[Dataset excerpt]

^^^^^^^^

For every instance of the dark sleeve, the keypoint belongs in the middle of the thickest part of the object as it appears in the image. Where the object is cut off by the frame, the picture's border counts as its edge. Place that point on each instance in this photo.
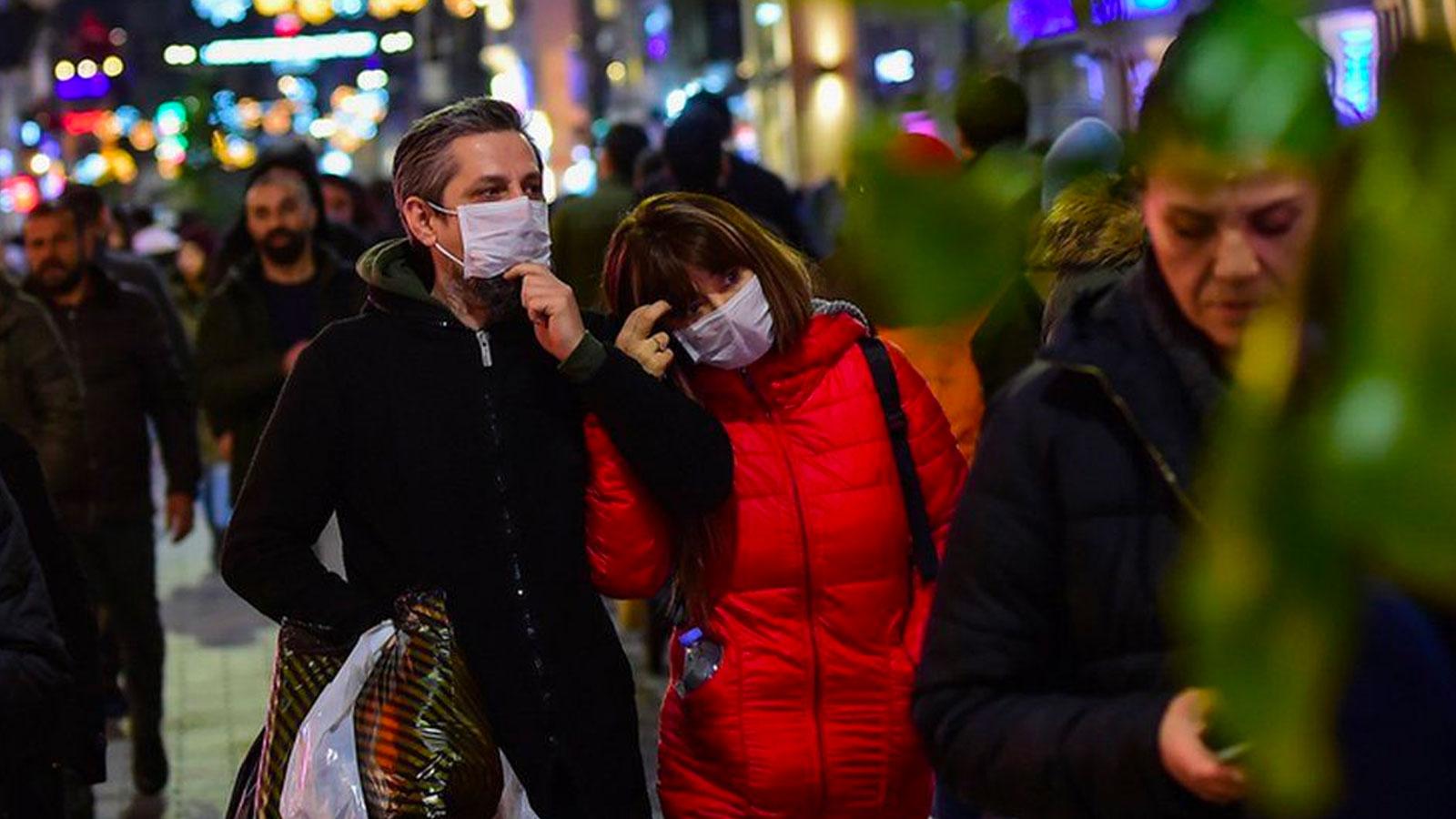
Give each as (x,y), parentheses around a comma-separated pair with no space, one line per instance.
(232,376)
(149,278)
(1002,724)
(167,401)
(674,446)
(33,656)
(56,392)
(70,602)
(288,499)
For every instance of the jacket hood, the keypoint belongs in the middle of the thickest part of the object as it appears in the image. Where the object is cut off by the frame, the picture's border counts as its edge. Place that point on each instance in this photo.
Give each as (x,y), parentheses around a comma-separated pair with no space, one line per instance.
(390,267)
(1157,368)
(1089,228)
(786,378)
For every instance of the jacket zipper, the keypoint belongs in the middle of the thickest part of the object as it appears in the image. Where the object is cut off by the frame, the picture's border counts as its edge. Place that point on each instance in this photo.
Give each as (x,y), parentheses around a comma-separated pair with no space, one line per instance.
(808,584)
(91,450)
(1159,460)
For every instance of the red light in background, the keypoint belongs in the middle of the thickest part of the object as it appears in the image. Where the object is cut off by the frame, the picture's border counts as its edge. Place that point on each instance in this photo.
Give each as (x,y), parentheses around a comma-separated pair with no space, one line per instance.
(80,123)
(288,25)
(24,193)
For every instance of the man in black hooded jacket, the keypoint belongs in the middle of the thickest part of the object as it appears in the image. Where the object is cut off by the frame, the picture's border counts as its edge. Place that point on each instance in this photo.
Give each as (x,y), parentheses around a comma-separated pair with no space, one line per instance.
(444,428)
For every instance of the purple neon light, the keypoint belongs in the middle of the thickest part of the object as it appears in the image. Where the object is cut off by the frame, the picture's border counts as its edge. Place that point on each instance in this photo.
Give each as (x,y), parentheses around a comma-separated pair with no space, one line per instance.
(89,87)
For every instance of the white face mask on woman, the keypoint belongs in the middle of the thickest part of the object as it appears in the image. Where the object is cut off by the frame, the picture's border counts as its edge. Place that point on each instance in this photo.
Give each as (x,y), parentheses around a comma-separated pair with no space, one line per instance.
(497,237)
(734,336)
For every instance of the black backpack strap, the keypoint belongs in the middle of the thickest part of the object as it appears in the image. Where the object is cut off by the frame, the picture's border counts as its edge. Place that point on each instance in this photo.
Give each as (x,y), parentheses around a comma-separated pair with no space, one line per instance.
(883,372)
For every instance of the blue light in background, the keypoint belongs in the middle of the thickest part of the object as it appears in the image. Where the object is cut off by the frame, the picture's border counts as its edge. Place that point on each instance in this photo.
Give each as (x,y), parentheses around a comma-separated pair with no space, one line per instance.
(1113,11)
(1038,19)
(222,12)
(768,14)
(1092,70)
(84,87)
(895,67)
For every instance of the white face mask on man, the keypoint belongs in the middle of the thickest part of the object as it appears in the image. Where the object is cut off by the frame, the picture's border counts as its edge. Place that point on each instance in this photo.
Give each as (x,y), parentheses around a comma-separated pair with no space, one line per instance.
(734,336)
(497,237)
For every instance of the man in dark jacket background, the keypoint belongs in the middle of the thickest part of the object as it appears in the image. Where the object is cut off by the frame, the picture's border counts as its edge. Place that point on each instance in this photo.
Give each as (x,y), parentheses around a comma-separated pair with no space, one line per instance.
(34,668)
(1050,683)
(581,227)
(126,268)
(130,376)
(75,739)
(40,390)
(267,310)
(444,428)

^^^^^^^^

# What is needed
Drop the images and repeat the data exactly.

# Response
For every instance of the dark sleeve, the keypoint belongs in the middle of the thickest part of the object as it appears in the image. Where the object is cut off by the frame, the picture's border counts as its edge. Place that point on each instance in this photo.
Give each as (x,y), parentheses around a comma-separated pair with no space, one line per instance.
(232,376)
(149,278)
(1002,724)
(167,401)
(674,446)
(33,656)
(56,392)
(70,602)
(288,499)
For every instance of the jacket hood, the keypoint belongs in the middle of the thickest part of the object as it appears in the image. Where the object is cut off by the frame, the picture's border counts as its edge. Place that point on each instance in this photo.
Give each as (x,y), parentheses around a comma-separated pair with no space, one line per instance.
(390,267)
(1157,368)
(1089,228)
(786,378)
For every instance of the jacket zipper, the keypoint belongs in the middle of the thickest part of the object as it appears in the image. Where the object is cut off by the frame, the picture's border counts as its edge. Place that point on each instance in this photo.
Give each as (x,y), parentheses around a comma-separated pair with no space, one line per instance.
(808,584)
(91,450)
(1159,460)
For every instance of the red light in background, the keypoint belongs in the middle of the thickest part of the object as it appears in the image. Where the object is cut off by the frame, the picture's border counts as its edge. Place that point on each instance in this photo.
Give each as (x,y), parentheses around a comma-separated pair with no space, one line per instance.
(80,123)
(288,25)
(24,193)
For every instance of the man in black hooded jacket, the keypoint belongs in the middle of the thickest part of the object as it appears in the image. Where the object is cut off by the frame, the picture's border counts as its edge. Place that point on each instance in this photo.
Give each as (x,y), parentheses around a comma-separated pair with no space, one line per instance.
(444,428)
For every instance of the purple neon light, the keypoint belongs in the middle of the thickest part of the object as it appears in the image. Where the object is cut off by the frame, the picture's border counts as its edge. Place that point on each instance in this photo.
Give each as (x,y), parentheses around a comma-separated pair with no space, one line per instance.
(89,87)
For every instance of the white face mask on woman, the keypoint belongs in the middle of the thickest part of the object as it appears in the image. Where the object is cut off by the frame, the picture's border counts as its edge. Place that point on each instance in this photo.
Give each as (x,y), parentheses around a comma-separated pair with no space, one line per instance.
(497,237)
(734,336)
For every instance of the black backpack strap, the keypoint belongs in the middle of the thickest part of the object as it appears in the image. Where the object is cut off by the frame, the picture's border counts as its edge. Place that point on each instance in this photo.
Give each as (x,y), parentheses around a comma-separated pair with no space, one line per instance.
(883,372)
For every instance of the blue light in background, the keypoint belongs in the middle of the thickest part of the object as it appears in the image. Where the object is cut off by the frame, the picture's border counts as its edge. Place that point on each instance in this photo.
Give each as (x,y), parentheses around a comma-separated pair with no space, one line per instance.
(1113,11)
(1038,19)
(222,12)
(768,14)
(1092,70)
(84,87)
(895,67)
For every instance of the white face mask on man, the keypoint belongs in the middle of the thickest part of the object as it appears in the image. Where the object is cut off by the frame, the picture's border counts as its edge. Place that point on each instance in this photo.
Give each as (x,y), parentheses around a comma-separated pair with no space, one line per instance.
(734,336)
(497,237)
For every instance of the man in dark jacket background, the keypoint belongs in the middle of the thickest part of the object as it appears in the image. Where the object is cut off by the frame, the picture's border counts as its edge. Place that point on each instance in this photo.
Give each as (x,y), parentheses around a comma-separated pair with no space, one line per instance.
(34,668)
(1050,683)
(581,227)
(126,268)
(130,376)
(75,739)
(40,390)
(267,310)
(444,428)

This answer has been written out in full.